[BEGIN]

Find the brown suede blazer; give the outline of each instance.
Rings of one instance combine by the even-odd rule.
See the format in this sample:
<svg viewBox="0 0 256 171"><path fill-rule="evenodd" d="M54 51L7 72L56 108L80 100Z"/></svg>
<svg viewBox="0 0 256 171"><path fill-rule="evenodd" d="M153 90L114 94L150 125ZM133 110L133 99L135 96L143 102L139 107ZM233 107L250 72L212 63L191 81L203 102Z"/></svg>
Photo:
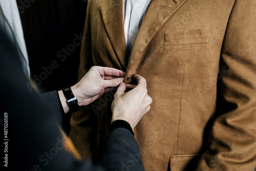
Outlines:
<svg viewBox="0 0 256 171"><path fill-rule="evenodd" d="M79 79L94 65L146 79L153 102L135 131L146 170L254 169L256 1L153 0L129 60L122 1L88 7ZM100 154L112 99L73 114L82 156Z"/></svg>

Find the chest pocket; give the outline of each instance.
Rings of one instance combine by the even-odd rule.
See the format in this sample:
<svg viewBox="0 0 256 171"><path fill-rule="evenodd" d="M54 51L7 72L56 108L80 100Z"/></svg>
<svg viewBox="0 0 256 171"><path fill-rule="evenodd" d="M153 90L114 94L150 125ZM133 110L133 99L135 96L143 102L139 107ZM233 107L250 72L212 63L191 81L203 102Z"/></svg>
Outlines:
<svg viewBox="0 0 256 171"><path fill-rule="evenodd" d="M178 45L208 43L211 31L197 31L164 34L163 45Z"/></svg>

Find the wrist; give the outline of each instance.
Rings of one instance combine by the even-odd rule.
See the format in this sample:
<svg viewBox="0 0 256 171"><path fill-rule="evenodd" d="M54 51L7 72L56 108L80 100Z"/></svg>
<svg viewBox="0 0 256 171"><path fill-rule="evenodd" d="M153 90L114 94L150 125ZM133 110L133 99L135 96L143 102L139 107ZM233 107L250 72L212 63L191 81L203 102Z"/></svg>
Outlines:
<svg viewBox="0 0 256 171"><path fill-rule="evenodd" d="M59 94L59 100L61 103L61 106L62 106L64 113L67 113L69 112L69 108L68 104L67 104L67 100L65 96L64 96L64 94L61 90L58 91L58 93Z"/></svg>
<svg viewBox="0 0 256 171"><path fill-rule="evenodd" d="M124 120L129 123L129 124L131 125L131 127L132 127L132 129L133 130L133 131L134 132L133 126L129 121L129 119L128 119L128 118L125 117L124 116L125 115L123 114L119 114L118 115L116 115L115 113L113 113L112 115L112 118L111 119L111 124L112 124L114 121L119 120Z"/></svg>

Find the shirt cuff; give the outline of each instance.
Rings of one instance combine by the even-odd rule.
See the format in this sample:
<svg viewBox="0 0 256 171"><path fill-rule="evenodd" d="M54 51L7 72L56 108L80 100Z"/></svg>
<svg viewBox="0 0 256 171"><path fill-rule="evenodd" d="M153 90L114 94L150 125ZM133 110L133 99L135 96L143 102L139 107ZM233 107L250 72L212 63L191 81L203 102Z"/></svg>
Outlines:
<svg viewBox="0 0 256 171"><path fill-rule="evenodd" d="M111 123L111 124L110 125L110 132L118 127L123 127L127 129L134 136L134 133L133 132L133 129L132 129L132 127L131 127L130 124L126 121L123 120L117 120L113 122L112 123Z"/></svg>

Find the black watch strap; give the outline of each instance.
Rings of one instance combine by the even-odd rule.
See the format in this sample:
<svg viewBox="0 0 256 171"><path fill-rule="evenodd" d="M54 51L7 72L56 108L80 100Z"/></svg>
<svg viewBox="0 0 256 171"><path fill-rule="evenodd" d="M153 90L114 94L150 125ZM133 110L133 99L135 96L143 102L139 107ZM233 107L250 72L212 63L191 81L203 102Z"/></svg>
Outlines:
<svg viewBox="0 0 256 171"><path fill-rule="evenodd" d="M68 88L62 89L62 91L67 99L67 104L68 104L70 111L72 113L77 112L80 109L80 106L77 103L78 101L76 97L74 96L70 86Z"/></svg>

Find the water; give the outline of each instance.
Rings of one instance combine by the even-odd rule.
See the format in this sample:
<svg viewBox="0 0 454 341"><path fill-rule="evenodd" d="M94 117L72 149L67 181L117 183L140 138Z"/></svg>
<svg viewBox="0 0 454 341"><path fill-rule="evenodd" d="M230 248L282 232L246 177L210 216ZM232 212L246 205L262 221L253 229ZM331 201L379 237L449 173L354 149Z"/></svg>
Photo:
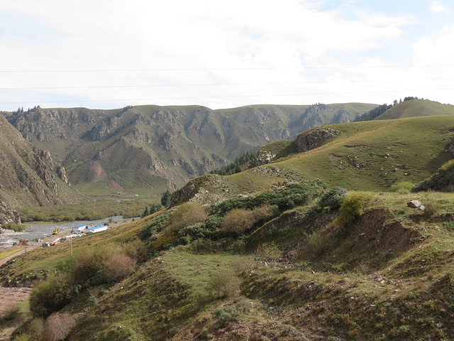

[END]

** What the exercise asks **
Reproduce all of the data above word for word, leaving out the pictures.

** Task answer **
Find the brown suede blazer; give the outline of each instance.
Rings of one instance combine by the even-odd rule.
See the format in this sample:
<svg viewBox="0 0 256 171"><path fill-rule="evenodd" d="M54 51L7 72L56 108L80 100Z"/></svg>
<svg viewBox="0 0 256 171"><path fill-rule="evenodd" d="M153 90L114 94L150 125ZM133 110L133 99L135 96L143 102L139 107ZM233 107L250 72L212 63L191 81L203 102Z"/></svg>
Photo:
Outlines:
<svg viewBox="0 0 256 171"><path fill-rule="evenodd" d="M79 79L94 65L146 79L153 102L135 131L146 170L254 169L256 1L153 0L129 60L122 1L88 7ZM100 154L112 99L73 114L82 156Z"/></svg>

Find the chest pocket; give the outline of each instance.
Rings of one instance combine by the even-odd rule.
See the format in this sample:
<svg viewBox="0 0 256 171"><path fill-rule="evenodd" d="M54 51L7 72L56 108L80 100Z"/></svg>
<svg viewBox="0 0 256 171"><path fill-rule="evenodd" d="M153 90L114 94L150 125ZM133 110L133 99L135 96L143 102L139 107ZM233 107L250 72L212 63L191 81L203 102Z"/></svg>
Outlines:
<svg viewBox="0 0 256 171"><path fill-rule="evenodd" d="M178 45L208 43L211 31L197 31L164 34L163 45Z"/></svg>

Find the wrist; give the outline of each instance.
Rings of one instance combine by the even-odd rule.
See the format in this sample:
<svg viewBox="0 0 256 171"><path fill-rule="evenodd" d="M54 51L7 72L56 108L80 100Z"/></svg>
<svg viewBox="0 0 256 171"><path fill-rule="evenodd" d="M153 90L114 94L150 125ZM133 110L133 99L135 96L143 102L139 107ZM233 107L250 72L212 63L191 81L203 102Z"/></svg>
Outlines:
<svg viewBox="0 0 256 171"><path fill-rule="evenodd" d="M59 94L59 100L61 103L61 106L62 106L64 113L67 113L69 112L69 108L68 104L67 104L67 100L65 96L64 96L64 94L61 90L58 91L58 93Z"/></svg>
<svg viewBox="0 0 256 171"><path fill-rule="evenodd" d="M124 120L129 123L129 124L131 125L131 127L132 127L132 129L133 130L133 131L134 132L133 126L129 121L129 119L128 119L128 118L125 117L124 116L125 115L123 114L119 114L118 115L116 115L115 113L113 113L112 115L112 118L111 119L111 124L112 124L114 121L119 120Z"/></svg>

Find the shirt cuff; give the outline of each instance.
Rings of one instance combine by the even-odd rule.
See the format in this sample:
<svg viewBox="0 0 256 171"><path fill-rule="evenodd" d="M54 51L7 72L56 108L80 100Z"/></svg>
<svg viewBox="0 0 256 171"><path fill-rule="evenodd" d="M153 90L114 94L150 125ZM133 110L133 99L135 96L143 102L139 107ZM233 107L250 72L212 63L191 81L203 102Z"/></svg>
Outlines:
<svg viewBox="0 0 256 171"><path fill-rule="evenodd" d="M111 123L111 124L110 125L110 132L118 127L123 127L127 129L134 136L134 133L133 132L133 129L132 129L132 127L131 127L130 124L126 121L123 120L117 120L113 122L112 123Z"/></svg>

Find the black watch strap; give the outline of each instance.
Rings of one instance combine by the even-odd rule.
See the format in this sample:
<svg viewBox="0 0 256 171"><path fill-rule="evenodd" d="M54 51L7 72L56 108L80 100Z"/></svg>
<svg viewBox="0 0 256 171"><path fill-rule="evenodd" d="M153 90L114 94L150 125ZM133 110L133 99L135 96L143 102L139 107ZM233 107L250 72L212 63L191 81L203 102Z"/></svg>
Outlines:
<svg viewBox="0 0 256 171"><path fill-rule="evenodd" d="M68 88L62 89L62 91L67 99L67 104L68 104L70 111L72 113L77 112L80 109L80 106L77 103L78 101L76 97L74 96L70 86Z"/></svg>

Find the water; give the outline of each instance.
Rings of one instance combine by the even-odd rule.
See the format in this sample:
<svg viewBox="0 0 454 341"><path fill-rule="evenodd" d="M94 117L72 149L67 181L117 183L140 138Z"/></svg>
<svg viewBox="0 0 454 341"><path fill-rule="evenodd" d="M230 248L282 232L246 177L210 216ZM232 212L246 205L262 221L253 229ZM331 201L379 237L449 173L354 149Z"/></svg>
Photo:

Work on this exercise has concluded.